__WHAT IS BEING ASKED__
Each line below is to be written out in full, exactly as shown.

Dataset items:
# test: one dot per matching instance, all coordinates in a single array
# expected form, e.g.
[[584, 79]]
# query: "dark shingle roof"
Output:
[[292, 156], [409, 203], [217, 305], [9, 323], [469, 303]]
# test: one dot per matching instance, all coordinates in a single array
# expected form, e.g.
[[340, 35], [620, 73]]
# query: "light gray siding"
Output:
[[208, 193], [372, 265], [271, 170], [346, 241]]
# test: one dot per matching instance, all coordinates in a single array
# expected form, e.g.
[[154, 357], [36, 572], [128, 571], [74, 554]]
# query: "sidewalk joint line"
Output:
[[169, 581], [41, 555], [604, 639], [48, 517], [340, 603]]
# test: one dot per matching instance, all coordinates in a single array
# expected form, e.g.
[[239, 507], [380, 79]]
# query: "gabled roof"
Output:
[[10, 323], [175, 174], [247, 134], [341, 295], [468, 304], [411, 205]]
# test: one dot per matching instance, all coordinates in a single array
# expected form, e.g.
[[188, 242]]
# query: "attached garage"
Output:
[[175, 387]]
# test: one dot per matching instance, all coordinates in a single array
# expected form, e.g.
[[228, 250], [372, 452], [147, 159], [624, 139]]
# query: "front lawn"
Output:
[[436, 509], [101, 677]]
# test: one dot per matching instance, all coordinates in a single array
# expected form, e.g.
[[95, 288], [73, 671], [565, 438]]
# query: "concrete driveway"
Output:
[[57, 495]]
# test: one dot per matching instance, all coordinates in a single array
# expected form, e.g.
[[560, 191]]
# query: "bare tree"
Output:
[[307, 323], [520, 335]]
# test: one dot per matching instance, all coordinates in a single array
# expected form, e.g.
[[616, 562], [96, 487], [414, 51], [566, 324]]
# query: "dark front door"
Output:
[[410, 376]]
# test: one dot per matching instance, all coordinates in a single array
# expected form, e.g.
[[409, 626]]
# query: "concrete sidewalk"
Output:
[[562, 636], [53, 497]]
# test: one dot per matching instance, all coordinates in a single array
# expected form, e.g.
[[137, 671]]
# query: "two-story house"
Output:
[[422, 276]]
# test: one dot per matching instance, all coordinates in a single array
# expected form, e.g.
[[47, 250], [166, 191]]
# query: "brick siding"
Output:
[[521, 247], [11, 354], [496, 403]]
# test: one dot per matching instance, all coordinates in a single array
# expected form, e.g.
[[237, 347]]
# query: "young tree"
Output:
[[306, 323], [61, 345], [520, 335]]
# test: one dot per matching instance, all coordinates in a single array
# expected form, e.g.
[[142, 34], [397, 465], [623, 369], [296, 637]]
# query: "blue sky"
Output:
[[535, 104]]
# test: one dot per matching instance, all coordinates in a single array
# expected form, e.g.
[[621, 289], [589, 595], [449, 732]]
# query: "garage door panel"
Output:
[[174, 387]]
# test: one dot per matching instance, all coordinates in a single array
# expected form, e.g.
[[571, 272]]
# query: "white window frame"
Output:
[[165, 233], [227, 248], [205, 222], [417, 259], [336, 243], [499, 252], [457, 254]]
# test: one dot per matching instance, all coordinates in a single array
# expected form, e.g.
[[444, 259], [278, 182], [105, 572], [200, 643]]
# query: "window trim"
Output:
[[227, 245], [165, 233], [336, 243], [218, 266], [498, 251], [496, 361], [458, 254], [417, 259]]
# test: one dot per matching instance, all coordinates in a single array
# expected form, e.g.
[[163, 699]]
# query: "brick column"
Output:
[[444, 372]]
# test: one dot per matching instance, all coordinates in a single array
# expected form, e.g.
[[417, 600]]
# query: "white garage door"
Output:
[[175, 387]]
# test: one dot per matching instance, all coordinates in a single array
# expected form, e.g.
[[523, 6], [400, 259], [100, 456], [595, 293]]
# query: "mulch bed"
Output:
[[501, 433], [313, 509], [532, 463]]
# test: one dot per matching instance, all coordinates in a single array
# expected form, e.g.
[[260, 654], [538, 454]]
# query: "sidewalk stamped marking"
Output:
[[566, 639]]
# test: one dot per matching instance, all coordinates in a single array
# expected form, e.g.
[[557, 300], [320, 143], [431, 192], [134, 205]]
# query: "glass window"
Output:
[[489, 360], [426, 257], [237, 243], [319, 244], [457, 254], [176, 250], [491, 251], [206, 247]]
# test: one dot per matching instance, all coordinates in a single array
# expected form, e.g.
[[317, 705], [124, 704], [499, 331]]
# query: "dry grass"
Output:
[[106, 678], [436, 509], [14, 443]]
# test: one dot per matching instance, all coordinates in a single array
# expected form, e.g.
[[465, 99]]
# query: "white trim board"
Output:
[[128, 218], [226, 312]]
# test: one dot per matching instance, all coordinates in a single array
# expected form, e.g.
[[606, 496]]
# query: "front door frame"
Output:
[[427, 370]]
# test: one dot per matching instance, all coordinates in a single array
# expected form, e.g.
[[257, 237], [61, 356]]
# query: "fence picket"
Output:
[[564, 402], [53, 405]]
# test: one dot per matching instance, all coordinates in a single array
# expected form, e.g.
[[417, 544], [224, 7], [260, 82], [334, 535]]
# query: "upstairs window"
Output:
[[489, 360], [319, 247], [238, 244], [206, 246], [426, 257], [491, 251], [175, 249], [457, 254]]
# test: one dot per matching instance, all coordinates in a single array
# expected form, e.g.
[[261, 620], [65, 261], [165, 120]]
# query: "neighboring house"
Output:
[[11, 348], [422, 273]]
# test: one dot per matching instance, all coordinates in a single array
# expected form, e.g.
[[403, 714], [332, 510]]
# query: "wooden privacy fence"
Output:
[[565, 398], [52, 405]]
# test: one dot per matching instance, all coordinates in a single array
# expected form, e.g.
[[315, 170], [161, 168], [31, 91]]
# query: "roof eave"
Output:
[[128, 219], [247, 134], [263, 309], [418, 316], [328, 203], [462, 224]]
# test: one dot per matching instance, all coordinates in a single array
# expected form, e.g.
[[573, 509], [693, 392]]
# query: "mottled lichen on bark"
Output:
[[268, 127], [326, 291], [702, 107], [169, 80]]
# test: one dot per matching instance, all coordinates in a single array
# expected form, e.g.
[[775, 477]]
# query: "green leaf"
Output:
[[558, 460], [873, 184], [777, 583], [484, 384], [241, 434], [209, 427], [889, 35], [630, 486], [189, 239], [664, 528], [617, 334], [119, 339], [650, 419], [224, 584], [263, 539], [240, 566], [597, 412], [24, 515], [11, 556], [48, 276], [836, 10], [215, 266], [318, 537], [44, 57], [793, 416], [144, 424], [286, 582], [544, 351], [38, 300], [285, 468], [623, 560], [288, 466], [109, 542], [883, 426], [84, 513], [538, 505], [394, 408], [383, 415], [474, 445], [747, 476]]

__OUTPUT__
# test: one dot per matching instance, all coordinates in a single array
# expected form, e.g.
[[584, 79]]
# query: "dark shingle roof"
Output:
[[292, 156], [409, 203], [217, 305], [9, 323], [469, 303]]
# test: one dot per matching instance, all coordinates in a single array
# expected form, e.g.
[[340, 35], [620, 73]]
# query: "light gray siding"
Output:
[[208, 193], [372, 265], [271, 170], [346, 241]]
# test: one dot per matching instance, all coordinates in a single array
# expected form, e.g.
[[154, 357], [36, 572], [128, 571], [74, 554]]
# query: "sidewalk joint line"
Output:
[[169, 581], [41, 555], [604, 639], [48, 517], [340, 603]]
# test: one dot per matching instance, all coordinates in a single array
# expected form, e.g.
[[239, 507], [380, 79]]
# query: "gabled roof"
Output:
[[10, 323], [175, 174], [247, 134], [341, 295], [468, 304], [411, 205]]
# test: one dot per matching instance, all coordinates in a single array
# expected form, e.g.
[[188, 242]]
# query: "attached garage"
Output:
[[175, 387]]
# test: one dot per matching instance, all coordinates in a single array
# expected form, e.g.
[[228, 250], [372, 452], [147, 159], [624, 139]]
# query: "front lawn"
Output:
[[436, 509], [101, 677]]
# test: one dot per matching instance, all coordinates in a single array
# expected form, e.g.
[[95, 288], [73, 671], [565, 438]]
# query: "concrete driveway"
Output:
[[57, 495]]
# test: one dot per matching instance, all coordinates in a single array
# expected form, e.g.
[[560, 191]]
# query: "bare tree"
Output:
[[307, 323], [520, 335]]
# test: one dot per matching instance, all coordinates in a single array
# expected form, e.g.
[[616, 562], [96, 487], [414, 51], [566, 324]]
# query: "dark front door"
Output:
[[410, 376]]
# test: one dot per matching instance, all coordinates in a single array
# expected form, e.g.
[[409, 626]]
# query: "concrete sidewalk"
Output:
[[562, 636], [53, 497]]
# test: one dot per matching instance, all coordinates in a single array
# expected form, e.g.
[[137, 671]]
# query: "two-story house"
Output:
[[422, 276]]
# test: one dot per matching instance, all coordinates in a single array
# expected form, e.g.
[[47, 250], [166, 191]]
# query: "brick siding"
Output:
[[521, 247], [11, 354], [496, 403]]
# test: one dot per matching instance, all coordinates in a single array
# expected form, e.g.
[[237, 347]]
# query: "young tree"
Output:
[[306, 323], [61, 345], [520, 335]]
# test: one dot per matching instance, all coordinates in a single array
# expected form, e.g.
[[142, 34], [397, 465], [623, 369], [296, 637]]
# query: "blue sky"
Output:
[[535, 104]]
# test: one dot per matching instance, all coordinates in a single array
# expected form, e.g.
[[621, 289], [589, 595], [449, 732]]
# query: "garage door panel"
Output:
[[174, 387]]
# test: one dot per matching instance, all coordinates in a single array
# expected form, e.g.
[[571, 272]]
# query: "white window frame"
Output:
[[165, 233], [227, 248], [205, 222], [417, 259], [336, 243], [499, 252], [457, 254]]
# test: one dot per matching instance, all coordinates in a single array
# expected form, e.g.
[[444, 259], [278, 182], [105, 572], [200, 643]]
# query: "window trim"
Output:
[[227, 245], [165, 233], [336, 243], [218, 266], [498, 251], [496, 361], [458, 254], [417, 259]]
# test: one dot per matching instance, all coordinates in a single array
# expected form, e.g.
[[163, 699]]
# query: "brick column"
Output:
[[444, 372]]
# test: one dot per matching instance, all coordinates in a single array
# expected form, e.g.
[[417, 600]]
# query: "white garage door"
Output:
[[175, 387]]
# test: one dot per matching instance, all coordinates in a single array
# expected form, e.g.
[[523, 6], [400, 259], [100, 456], [595, 293]]
# query: "mulch bed"
Output:
[[501, 433], [313, 509], [532, 463]]
# test: one dot per matching instance, all coordinates in a single array
# expected form, e.g.
[[260, 654], [538, 454]]
# query: "sidewalk stamped marking"
Output:
[[566, 639]]
# test: one dot per matching instance, all coordinates in a single array
# expected form, e.g.
[[557, 300], [320, 143], [431, 192], [134, 205]]
# query: "glass window"
Output:
[[489, 360], [426, 257], [237, 243], [319, 244], [457, 254], [176, 250], [491, 251], [206, 247]]
# test: one dot per matching instance, all coordinates in a single array
# expected form, e.g.
[[317, 705], [124, 704], [499, 331]]
# query: "dry grass"
Output:
[[106, 678], [436, 509], [14, 443]]
# test: one dot per matching instance, all coordinates in a single array
# expected form, e.g.
[[465, 99]]
# query: "white trim board"
Output:
[[128, 218], [226, 312]]
# test: one dot per matching instance, all coordinates in a single array
# expected form, e.g.
[[606, 496]]
# query: "front door frame"
Output:
[[427, 370]]
# test: one dot per matching instance, all coordinates in a single array
# expected form, e.g.
[[257, 237], [61, 356]]
# query: "fence picket"
Output:
[[564, 402], [53, 405]]
# test: one dot per matching instance, all coordinates in a single array
# expected form, e.g.
[[417, 544], [224, 7], [260, 82], [334, 535]]
# query: "upstairs window"
Output:
[[489, 360], [319, 247], [238, 244], [206, 246], [426, 257], [491, 251], [175, 249], [457, 254]]
# test: one dot per matching instance, all coordinates in a single array
# expected form, e.g.
[[261, 620], [65, 261], [165, 120]]
# query: "neighboring house"
Output:
[[11, 348], [422, 273]]
# test: one dot per matching instance, all coordinates in a single array
# expected form, e.g.
[[403, 714], [332, 510]]
# query: "wooden privacy fence"
Output:
[[565, 398], [52, 405]]
# test: one dot per matching instance, all coordinates in a single array
# expected form, e.g.
[[315, 170], [161, 168], [31, 91]]
# query: "roof eave"
Output:
[[128, 219], [247, 134], [263, 309], [418, 316], [328, 203], [462, 224]]
# test: one dot per matching instance, all coordinates in a single array
# expected form, e.g.
[[573, 509], [693, 392]]
# query: "mottled lichen on bark"
Output:
[[268, 127], [326, 291], [702, 107], [169, 80]]
# test: one dot per matching instance, all coordinates in a single array
# expected form, e.g.
[[775, 477]]
# query: "green leaf"
Output:
[[558, 460], [873, 184], [777, 583], [484, 384], [241, 434], [209, 427], [889, 35], [630, 486], [189, 239], [664, 528], [617, 334], [119, 339], [650, 419], [224, 584], [263, 539], [240, 566], [597, 412], [24, 515], [11, 556], [48, 276], [836, 10], [215, 266], [318, 537], [44, 57], [793, 416], [144, 424], [286, 582], [544, 351], [38, 300], [285, 468], [623, 560], [288, 466], [109, 542], [883, 426], [84, 513], [538, 505], [394, 408], [383, 415], [474, 445], [747, 476]]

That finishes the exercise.